— TEXT SEGMENT —

Adnoc cuts Ruwais refinery run rates after start-up problems

SINGAPORE, May 12, 2015

State-owned Abu Dhabi National Oil Co (Adnoc) has lowered the operating rate at its newly expanded Ruwais refinery to about 50 per cent after a new unit encountered start-up problems, industry sources said.
 
The refinery, whose capacity will more than double from 415,000 barrels per day, had to shut a 127,000 bpd residual fluid catalytic cracking (RFCC) unit due to technical problems after it had operated for just three days, one source said.
 
The operating rate had been ramped up to nearly 90 per cent of capacity when the RFCC started up but that was reduced to about 50 per cent after the unit had to shut.
 
The unit is expected to restart in late May, the source said. It is common for new units at refineries to face start-up problems, traders said.

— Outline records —

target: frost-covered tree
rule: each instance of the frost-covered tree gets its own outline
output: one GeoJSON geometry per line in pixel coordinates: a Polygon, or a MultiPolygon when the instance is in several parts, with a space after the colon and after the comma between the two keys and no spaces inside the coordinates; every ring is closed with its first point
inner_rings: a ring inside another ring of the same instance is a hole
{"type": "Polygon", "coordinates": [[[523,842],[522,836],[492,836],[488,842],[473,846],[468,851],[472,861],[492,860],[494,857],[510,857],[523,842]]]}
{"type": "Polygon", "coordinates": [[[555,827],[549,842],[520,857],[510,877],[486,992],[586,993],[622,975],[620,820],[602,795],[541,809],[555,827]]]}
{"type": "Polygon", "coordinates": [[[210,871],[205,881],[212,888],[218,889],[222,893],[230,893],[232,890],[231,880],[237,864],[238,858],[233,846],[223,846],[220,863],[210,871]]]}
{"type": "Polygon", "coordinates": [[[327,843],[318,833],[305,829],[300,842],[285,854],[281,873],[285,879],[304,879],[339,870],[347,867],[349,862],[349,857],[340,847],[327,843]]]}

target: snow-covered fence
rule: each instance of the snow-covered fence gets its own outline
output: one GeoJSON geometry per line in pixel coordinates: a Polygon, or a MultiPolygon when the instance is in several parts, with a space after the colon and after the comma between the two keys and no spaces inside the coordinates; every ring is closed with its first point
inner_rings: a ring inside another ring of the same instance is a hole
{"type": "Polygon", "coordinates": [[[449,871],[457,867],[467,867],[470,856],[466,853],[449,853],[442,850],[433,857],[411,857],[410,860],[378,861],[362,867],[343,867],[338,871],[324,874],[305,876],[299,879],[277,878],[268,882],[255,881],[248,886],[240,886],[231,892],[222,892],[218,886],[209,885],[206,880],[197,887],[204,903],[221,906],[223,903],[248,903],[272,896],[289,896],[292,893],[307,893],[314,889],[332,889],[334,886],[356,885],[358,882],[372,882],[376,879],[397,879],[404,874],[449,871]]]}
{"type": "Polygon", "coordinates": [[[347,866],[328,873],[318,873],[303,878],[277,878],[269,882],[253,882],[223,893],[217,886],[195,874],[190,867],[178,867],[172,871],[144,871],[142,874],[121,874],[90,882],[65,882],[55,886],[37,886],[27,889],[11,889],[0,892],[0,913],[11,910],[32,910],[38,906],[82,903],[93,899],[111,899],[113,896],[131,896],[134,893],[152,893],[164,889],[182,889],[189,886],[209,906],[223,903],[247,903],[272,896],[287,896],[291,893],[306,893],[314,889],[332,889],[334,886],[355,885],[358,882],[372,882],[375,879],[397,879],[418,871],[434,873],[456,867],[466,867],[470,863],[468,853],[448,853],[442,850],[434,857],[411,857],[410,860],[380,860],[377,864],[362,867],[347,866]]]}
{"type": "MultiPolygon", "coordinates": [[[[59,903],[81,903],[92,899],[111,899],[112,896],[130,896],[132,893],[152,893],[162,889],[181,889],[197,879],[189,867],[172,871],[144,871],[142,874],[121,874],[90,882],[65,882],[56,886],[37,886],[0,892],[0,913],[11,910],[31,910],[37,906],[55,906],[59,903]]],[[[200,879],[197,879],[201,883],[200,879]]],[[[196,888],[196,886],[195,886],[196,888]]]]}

— WHAT YOU NEED TO DO —
**A.** Duplicate the passage of the refinery article starting at "Adnoc cuts Ruwais" and ending at "industry sources said.".
**B.** Extract each line of the records that includes the word "tree".
The refinery article and the outline records are unrelated and stand as separate material.

— RESULTS FOR THE EXERCISE —
**A.**
Adnoc cuts Ruwais refinery run rates after start-up problems

SINGAPORE, May 12, 2015

State-owned Abu Dhabi National Oil Co (Adnoc) has lowered the operating rate at its newly expanded Ruwais refinery to about 50 per cent after a new unit encountered start-up problems, industry sources said.

**B.**
target: frost-covered tree
rule: each instance of the frost-covered tree gets its own outline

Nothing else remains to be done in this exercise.